Stored data entries
-- Start --

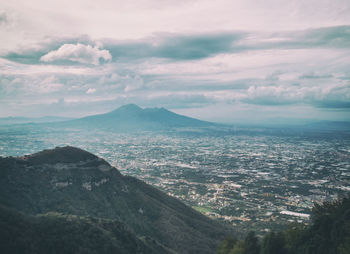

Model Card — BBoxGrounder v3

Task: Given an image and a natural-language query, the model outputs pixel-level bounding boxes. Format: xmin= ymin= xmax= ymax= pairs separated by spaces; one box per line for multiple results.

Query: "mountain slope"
xmin=64 ymin=104 xmax=215 ymax=131
xmin=0 ymin=205 xmax=168 ymax=254
xmin=0 ymin=147 xmax=232 ymax=253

-- End --

• _TASK GOAL_
Transcribe every entry above word for word, leaving out the pictures.

• _SOLUTION TO THE PROBLEM_
Model Card — BBoxGrounder v3

Task: Given an image and a natural-language query, the model outputs pixel-level bounding boxes. Format: xmin= ymin= xmax= ymax= pairs separated by spaces; one box per line for multiple results.

Query: "mountain slope"
xmin=64 ymin=104 xmax=215 ymax=131
xmin=0 ymin=205 xmax=168 ymax=254
xmin=0 ymin=147 xmax=232 ymax=253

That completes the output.